Work task - Across the records below, report how many lines include the word "basin", stating the number alone.

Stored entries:
====
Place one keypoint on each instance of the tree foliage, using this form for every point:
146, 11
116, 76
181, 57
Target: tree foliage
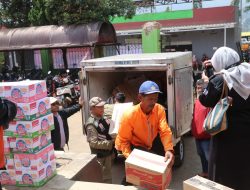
15, 13
18, 13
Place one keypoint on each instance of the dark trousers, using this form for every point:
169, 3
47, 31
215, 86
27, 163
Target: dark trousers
202, 147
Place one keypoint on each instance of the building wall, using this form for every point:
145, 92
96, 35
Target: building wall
202, 41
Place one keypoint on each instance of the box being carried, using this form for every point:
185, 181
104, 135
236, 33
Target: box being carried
200, 183
147, 170
24, 91
33, 110
9, 161
35, 169
30, 128
8, 177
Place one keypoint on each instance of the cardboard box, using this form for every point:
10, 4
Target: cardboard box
33, 110
147, 170
8, 177
35, 169
200, 183
24, 91
30, 129
29, 145
9, 161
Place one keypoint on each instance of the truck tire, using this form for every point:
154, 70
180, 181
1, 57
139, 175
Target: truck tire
179, 153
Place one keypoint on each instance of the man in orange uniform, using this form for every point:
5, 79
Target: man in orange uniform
140, 125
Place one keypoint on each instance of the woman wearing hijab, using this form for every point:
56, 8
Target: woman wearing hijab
229, 156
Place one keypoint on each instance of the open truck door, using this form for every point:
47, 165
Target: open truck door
171, 71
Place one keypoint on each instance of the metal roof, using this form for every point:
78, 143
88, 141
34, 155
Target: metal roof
52, 36
183, 28
138, 57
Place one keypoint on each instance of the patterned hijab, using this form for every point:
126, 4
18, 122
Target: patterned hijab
237, 77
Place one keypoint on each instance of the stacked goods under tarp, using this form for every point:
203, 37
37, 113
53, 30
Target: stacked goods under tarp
29, 154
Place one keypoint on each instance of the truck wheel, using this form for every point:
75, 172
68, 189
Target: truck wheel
179, 153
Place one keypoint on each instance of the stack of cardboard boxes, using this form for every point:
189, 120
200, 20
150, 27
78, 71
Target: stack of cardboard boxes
29, 154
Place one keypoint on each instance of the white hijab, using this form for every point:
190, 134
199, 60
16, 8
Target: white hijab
237, 77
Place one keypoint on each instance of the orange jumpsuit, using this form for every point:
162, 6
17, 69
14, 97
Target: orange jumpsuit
1, 148
139, 129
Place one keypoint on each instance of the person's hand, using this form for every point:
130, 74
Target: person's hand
80, 101
169, 155
204, 77
207, 63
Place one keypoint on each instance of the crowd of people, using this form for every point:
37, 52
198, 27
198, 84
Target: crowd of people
224, 156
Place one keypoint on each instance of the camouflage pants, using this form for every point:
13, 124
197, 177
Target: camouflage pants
105, 164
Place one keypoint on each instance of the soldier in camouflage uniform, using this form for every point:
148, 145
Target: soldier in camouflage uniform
100, 141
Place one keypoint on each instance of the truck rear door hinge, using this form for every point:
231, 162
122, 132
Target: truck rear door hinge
170, 79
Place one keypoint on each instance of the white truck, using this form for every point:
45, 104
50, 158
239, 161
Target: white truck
171, 71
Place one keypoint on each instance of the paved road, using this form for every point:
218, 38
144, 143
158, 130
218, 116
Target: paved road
190, 167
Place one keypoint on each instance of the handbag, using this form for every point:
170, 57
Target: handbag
216, 119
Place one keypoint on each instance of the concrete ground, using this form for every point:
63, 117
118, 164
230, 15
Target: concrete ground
190, 167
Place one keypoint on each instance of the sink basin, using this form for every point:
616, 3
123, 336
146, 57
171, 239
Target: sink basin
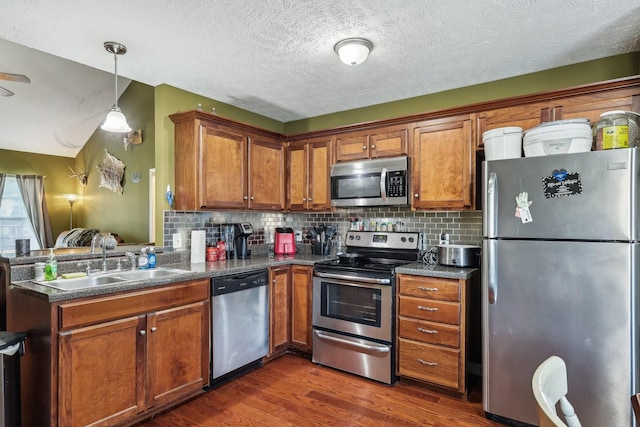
====
Response area - 2